* [Work to be completed]: From the article below on Moseley Multi-Family's expansion, reproduce verbatim the passage that starts at the words "Moseley Multi-Familyʼs interstate" and ends after the words "their pre-pandemic prosperity.".

* [Document text]:
For some businesses on the wrong side of fortune, the 2020 COVID-19 pandemic posed an existential crisis and the prospect of a complete shutdown. At the least, the majority had their plans for growth postponed or canceled as a result of widespread economic disruption. But two years on from the crisis, Moseley Multi-Family CEO Johnny Moseley has now expanded his company in a way thought inconceivable during the period.
The crux of the companyʼs growth is the long-term entry into six additional US states and 11 total markets in those new states. Key cities for Moseleyʼs strategy include Jacksonville, FL, Indianapolis, IND, Pittsburgh, PA, and a further planned expansion into Ohio in the coming year. The multifamily renovator had firmed up clients in those states before its CEO built a roadmap around each to ensure sustainable growth.
“We went to these states with a single client to complete their project, and now weʼre hiring salespeople to structure around those remote markets,” Moseley said. “Any market where we have a team established with good leadership and crews, we then fuel the fire by hiring salespeople. This strategy can take the area from $2m annual revenue to $20m plus for us.”
Moseley Multi-Familyʼs interstate expansion comes following global financial turmoil due to COVID-19. While the renovator, classed as an essential business, was not directly restricted by pandemic regulations, it saw a significant downturn in work as demand for renovation dwindled among families and property owners. Therefore, the expansion announcement and solid growth predictions may surprise construction entrepreneurs only just returning to their pre-pandemic prosperity.
“Our mindset from the beginning was that while everyone else contracted, we planned to expand and come out of COVID stronger,” Moseley said. “We adjusted our team to ensure 100% of employees on board were fully committed to our vision. Moreover, we implemented new software systems, hired top talent from our competitors, and expanded our sales team.”
Specifically, the companyʼs expansion plans frequently come to fruition when an existing client purchases a number of properties in a state Moseley has no history in. Once those property deals are closed, Moseley designs a renovation scope in liaison with the client and recruits a team willing to complete the project. The CEO prefers this approach as it allows the company to rely on an established base of revenue before investing time, money, and employees in a new market.
“We didnʼt know how long the COVID period would be—it lasted 18 months for us,” Moseley said. “Two years later, we have expanded into six additional states and 11 total markets.”

* [Extracted information]:
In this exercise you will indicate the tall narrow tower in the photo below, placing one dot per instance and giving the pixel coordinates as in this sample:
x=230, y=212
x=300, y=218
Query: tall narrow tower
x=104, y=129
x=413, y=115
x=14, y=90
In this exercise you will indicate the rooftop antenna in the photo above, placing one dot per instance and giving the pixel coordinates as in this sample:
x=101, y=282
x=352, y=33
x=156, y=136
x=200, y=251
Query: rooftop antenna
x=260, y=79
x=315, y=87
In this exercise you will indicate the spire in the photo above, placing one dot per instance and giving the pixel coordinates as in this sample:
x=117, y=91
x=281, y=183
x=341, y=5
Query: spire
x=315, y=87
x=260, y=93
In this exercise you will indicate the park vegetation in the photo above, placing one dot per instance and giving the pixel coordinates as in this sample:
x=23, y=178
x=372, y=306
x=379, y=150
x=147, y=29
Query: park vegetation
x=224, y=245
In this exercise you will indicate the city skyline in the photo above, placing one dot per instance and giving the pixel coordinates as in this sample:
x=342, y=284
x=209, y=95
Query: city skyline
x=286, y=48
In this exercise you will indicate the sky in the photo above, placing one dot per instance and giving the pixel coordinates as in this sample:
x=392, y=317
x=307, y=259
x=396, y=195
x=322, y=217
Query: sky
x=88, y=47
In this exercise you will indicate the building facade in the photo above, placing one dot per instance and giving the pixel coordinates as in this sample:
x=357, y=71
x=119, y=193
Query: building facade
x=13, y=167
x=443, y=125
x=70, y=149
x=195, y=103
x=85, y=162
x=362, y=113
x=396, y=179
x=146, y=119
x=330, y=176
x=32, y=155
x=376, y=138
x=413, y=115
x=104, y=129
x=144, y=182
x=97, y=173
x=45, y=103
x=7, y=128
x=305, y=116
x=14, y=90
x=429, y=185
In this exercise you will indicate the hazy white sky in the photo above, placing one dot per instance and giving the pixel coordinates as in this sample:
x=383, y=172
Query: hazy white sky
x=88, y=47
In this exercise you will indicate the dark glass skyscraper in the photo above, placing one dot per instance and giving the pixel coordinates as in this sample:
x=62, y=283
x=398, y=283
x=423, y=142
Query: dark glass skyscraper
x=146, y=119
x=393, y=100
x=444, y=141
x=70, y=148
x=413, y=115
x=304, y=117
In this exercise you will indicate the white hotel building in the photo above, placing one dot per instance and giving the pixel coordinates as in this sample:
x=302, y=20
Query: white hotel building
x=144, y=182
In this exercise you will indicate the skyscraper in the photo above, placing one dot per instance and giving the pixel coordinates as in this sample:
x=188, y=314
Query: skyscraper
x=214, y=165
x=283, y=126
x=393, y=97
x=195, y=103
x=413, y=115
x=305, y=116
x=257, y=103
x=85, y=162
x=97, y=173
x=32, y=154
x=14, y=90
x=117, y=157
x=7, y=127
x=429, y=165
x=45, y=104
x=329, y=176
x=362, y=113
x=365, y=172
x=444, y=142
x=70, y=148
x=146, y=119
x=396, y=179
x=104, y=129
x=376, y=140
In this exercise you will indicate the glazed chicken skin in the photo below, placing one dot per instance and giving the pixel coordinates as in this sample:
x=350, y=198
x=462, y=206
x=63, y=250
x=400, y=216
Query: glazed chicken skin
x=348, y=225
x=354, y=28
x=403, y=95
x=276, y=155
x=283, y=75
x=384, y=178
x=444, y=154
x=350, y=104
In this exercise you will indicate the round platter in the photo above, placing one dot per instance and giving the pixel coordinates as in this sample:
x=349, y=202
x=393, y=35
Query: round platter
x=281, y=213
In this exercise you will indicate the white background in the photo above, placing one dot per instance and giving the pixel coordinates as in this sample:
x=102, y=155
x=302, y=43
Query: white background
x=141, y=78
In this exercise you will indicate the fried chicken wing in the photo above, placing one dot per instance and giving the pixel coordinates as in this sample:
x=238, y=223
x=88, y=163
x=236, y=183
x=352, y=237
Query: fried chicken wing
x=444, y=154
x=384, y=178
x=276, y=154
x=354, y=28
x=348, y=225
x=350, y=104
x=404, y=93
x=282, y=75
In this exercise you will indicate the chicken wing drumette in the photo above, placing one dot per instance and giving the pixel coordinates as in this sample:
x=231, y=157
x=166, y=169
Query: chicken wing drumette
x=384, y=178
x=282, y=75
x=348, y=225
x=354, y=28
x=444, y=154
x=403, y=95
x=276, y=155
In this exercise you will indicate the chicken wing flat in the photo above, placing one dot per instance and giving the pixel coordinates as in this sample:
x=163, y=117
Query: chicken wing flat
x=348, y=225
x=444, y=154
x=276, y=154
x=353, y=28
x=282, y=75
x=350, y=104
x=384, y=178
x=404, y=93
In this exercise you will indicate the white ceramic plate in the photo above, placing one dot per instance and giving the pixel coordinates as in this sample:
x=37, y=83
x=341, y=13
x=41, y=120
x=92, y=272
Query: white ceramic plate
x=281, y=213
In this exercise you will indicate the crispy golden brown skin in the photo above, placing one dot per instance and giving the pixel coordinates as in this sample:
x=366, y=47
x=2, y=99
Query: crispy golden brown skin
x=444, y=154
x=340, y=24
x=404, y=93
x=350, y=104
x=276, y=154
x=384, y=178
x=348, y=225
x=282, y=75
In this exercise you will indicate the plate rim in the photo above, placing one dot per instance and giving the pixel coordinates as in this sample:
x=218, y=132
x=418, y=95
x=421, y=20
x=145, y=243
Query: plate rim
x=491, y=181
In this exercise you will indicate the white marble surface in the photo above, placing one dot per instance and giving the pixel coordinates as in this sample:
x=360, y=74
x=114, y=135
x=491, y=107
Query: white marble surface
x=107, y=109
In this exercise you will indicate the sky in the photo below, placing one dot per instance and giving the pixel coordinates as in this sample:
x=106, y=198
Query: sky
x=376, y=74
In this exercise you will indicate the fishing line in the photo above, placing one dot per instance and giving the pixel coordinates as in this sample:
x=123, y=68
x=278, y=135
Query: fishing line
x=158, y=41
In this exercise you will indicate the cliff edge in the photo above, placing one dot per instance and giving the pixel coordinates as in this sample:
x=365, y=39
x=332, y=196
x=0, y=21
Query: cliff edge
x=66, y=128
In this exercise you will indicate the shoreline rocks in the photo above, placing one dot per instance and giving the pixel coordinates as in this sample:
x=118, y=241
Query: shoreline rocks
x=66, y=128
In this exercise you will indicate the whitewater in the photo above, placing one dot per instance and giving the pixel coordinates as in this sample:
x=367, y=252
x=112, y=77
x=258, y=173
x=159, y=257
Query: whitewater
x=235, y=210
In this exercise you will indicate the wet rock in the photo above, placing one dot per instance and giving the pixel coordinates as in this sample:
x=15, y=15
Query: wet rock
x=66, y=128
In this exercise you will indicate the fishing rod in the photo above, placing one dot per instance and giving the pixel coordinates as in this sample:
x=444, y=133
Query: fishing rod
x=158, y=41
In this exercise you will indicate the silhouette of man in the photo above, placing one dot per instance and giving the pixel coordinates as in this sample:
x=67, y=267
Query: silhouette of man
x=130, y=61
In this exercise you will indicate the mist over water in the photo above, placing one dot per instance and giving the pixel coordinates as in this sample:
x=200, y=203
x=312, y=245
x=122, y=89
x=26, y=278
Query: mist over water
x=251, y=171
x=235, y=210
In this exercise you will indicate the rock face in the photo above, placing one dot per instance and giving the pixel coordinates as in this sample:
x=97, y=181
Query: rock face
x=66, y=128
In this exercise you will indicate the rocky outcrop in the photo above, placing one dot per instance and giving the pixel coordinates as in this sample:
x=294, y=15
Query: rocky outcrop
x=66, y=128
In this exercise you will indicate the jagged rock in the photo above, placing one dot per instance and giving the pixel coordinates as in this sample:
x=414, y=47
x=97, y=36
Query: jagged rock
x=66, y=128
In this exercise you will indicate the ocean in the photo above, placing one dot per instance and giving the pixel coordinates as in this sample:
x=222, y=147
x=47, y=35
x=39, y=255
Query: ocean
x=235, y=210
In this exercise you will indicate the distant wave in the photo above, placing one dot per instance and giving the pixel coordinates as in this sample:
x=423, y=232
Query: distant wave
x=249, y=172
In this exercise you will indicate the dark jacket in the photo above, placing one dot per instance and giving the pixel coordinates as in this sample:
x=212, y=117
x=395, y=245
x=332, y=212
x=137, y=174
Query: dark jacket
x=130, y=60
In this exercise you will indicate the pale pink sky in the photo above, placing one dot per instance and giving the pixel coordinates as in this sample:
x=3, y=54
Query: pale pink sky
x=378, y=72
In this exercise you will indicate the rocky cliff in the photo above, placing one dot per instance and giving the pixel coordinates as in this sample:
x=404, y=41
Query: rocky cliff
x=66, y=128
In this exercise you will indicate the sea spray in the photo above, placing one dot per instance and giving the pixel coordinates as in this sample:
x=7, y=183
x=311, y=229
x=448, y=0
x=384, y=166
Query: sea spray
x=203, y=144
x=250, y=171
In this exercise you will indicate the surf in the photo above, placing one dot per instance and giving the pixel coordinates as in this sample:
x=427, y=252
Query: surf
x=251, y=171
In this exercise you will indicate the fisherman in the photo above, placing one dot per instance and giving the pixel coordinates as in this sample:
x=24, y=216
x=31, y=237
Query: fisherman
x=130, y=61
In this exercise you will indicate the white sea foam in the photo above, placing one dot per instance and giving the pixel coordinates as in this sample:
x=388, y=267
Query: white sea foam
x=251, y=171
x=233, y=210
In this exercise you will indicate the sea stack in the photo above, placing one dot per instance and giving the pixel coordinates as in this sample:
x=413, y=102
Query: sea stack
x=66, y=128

* [Finished task]:
Moseley Multi-Familyʼs interstate expansion comes following global financial turmoil due to COVID-19. While the renovator, classed as an essential business, was not directly restricted by pandemic regulations, it saw a significant downturn in work as demand for renovation dwindled among families and property owners. Therefore, the expansion announcement and solid growth predictions may surprise construction entrepreneurs only just returning to their pre-pandemic prosperity.